◆ What you need to do
The data should be printed in full, character for character.

◆ Extracted entries
━━━━

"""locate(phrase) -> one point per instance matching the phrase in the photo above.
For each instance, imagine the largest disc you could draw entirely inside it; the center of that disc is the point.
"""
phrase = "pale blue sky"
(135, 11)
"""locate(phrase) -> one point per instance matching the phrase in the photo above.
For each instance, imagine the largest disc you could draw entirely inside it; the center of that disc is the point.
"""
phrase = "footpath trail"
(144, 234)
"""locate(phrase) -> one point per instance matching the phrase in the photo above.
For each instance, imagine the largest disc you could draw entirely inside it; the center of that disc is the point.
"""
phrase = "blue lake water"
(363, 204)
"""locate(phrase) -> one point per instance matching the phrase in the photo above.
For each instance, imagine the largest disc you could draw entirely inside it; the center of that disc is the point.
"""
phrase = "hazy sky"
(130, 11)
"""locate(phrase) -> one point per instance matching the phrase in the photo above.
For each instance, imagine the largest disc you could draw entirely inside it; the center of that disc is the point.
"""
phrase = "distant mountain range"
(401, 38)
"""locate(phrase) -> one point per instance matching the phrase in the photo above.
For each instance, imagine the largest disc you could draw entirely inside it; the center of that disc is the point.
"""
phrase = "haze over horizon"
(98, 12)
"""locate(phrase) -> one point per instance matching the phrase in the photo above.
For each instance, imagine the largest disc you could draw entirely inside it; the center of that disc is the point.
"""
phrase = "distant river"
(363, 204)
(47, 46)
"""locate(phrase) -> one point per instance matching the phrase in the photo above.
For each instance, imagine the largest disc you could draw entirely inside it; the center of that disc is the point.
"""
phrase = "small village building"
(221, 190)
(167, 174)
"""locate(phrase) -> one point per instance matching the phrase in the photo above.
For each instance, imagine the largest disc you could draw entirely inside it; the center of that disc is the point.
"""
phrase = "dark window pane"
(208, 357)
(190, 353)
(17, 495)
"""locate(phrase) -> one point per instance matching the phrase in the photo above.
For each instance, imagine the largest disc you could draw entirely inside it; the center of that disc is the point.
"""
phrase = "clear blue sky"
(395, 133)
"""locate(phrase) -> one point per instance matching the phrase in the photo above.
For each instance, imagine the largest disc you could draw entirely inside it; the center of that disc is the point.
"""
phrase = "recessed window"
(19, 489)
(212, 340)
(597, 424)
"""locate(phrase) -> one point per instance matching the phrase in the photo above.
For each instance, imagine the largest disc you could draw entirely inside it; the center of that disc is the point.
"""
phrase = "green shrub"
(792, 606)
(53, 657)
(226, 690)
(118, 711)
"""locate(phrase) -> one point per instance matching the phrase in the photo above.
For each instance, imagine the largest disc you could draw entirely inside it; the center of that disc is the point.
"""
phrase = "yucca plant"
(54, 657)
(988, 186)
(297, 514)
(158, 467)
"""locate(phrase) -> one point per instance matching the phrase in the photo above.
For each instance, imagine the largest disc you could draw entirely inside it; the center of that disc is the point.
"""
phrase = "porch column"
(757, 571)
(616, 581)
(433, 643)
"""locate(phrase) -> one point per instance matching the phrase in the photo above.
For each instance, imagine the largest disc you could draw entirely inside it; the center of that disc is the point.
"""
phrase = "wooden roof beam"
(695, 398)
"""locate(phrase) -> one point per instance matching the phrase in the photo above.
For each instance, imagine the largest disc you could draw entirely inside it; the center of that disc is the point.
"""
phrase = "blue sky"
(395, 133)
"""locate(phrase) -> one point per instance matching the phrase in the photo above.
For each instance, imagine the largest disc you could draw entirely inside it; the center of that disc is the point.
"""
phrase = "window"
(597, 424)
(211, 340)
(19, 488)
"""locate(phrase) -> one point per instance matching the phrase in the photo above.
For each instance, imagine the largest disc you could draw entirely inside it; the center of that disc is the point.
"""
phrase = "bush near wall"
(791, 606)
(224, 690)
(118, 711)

━━━━

◆ Written solution
"""locate(phrase) -> one point per instance matching the phrase in the photo above.
For each instance, imagine the largest disc you could draw entirely inside it; the center of that disc is the point.
"""
phrase = "pale blue sky"
(135, 11)
"""locate(phrase) -> one point per instance matching the phrase in the photo above.
For each instance, imagine the largest disc you could draw entirely inside it; the center of that disc is the point.
"""
phrase = "footpath trail"
(144, 234)
"""locate(phrase) -> one point per instance matching the phrase in the photo above.
For each instance, imagine the largest disc you could draw entirely inside it; the center of that disc is the point.
"""
phrase = "blue lake water"
(363, 204)
"""locate(phrase) -> one point per instance matching the phrase in the photo above.
For each instance, imagine the largest disc you could draw entirely inside it; the center of that disc is the point.
"""
phrase = "hazy sky"
(130, 11)
"""locate(phrase) -> one point per instance matching the phrase in the photo above.
For each instance, imagine the largest disc you could draw entirely inside it; the center of that disc is the point.
"""
phrase = "distant mountain range"
(401, 38)
"""locate(phrase) -> one point per instance matching the phrase in the photo above.
For each instance, imagine the largest disc you could draw entirely inside it; the center of that disc is the point.
"""
phrase = "haze over horizon"
(98, 12)
"""locate(phrase) -> one point per instance matching the phrase in the photo above.
For each instance, imagine the largest disc you could draw entirely inside it; the center of that disc is the point.
"""
phrase = "distant river"
(363, 204)
(47, 46)
"""locate(phrase) -> one point per instance matching the phrase in the photo above.
For each instance, imagine the largest disc you could draw entirely inside it; the center of that disc is the point.
"""
phrase = "small village building"
(221, 190)
(167, 174)
"""locate(phrase) -> one point per instance matching the phrase in the photo above.
For each instance, imagine the largest disc you could draw entirely inside it; the center of that disc is the point.
"""
phrase = "dark window pane"
(208, 357)
(190, 353)
(17, 495)
"""locate(phrase) -> one point per instance matching the phrase in the photo above.
For each instance, imagine the largest disc you could draw entirely inside it; the center of that disc is the point.
"""
phrase = "clear blue sky"
(395, 133)
"""locate(phrase) -> one point per instance matching the phrase in the photo above.
For each instance, imagine the largest disc you could draw entirely inside it; the center of that disc is the point.
"""
phrase = "recessed window"
(19, 489)
(212, 340)
(597, 424)
"""locate(phrase) -> one point per instance matching the phrase in the photo above.
For each instance, imagine the largest disc you could draw entirely inside it; the center of that disc is the point.
"""
phrase = "green shrub"
(792, 606)
(53, 657)
(226, 690)
(118, 711)
"""locate(phrase) -> one point per instance matching the phrase in the photo above.
For each instance, imagine the largest disc you could draw entirely inside it; the center of that disc is the point.
"""
phrase = "yucca plant"
(54, 657)
(988, 186)
(297, 514)
(158, 467)
"""locate(phrase) -> one point per instance matching the phrase in the photo above.
For each instance, imagine the largest disc you could draw entirely inside it; the center of that disc is the point.
"""
phrase = "porch column"
(757, 571)
(616, 581)
(433, 643)
"""locate(phrase) -> one point per instance matching the phrase in the photo above.
For each instance, imagine the largest disc you could draw entirely inside it; the center of that disc is the point.
"""
phrase = "wooden roof beam"
(695, 398)
"""locate(phrase) -> one point per instance matching the phrase in the photo above.
For each instance, imagine the largest disc you could draw entirely inside it; the center of that disc is the point.
"""
phrase = "blue sky"
(395, 133)
"""locate(phrase) -> one point per instance matching the phrase in the photo above.
For each instance, imagine the largest disc you could draw entirely inside it; the center of that disc is the point.
"""
phrase = "window"
(597, 424)
(211, 340)
(19, 488)
"""locate(phrase) -> one point per instance matching the phrase in the photo above.
For each instance, imagine the largest disc you could draw entirely inside it; the center of that disc is the point.
"""
phrase = "bush near wall"
(791, 606)
(224, 690)
(118, 711)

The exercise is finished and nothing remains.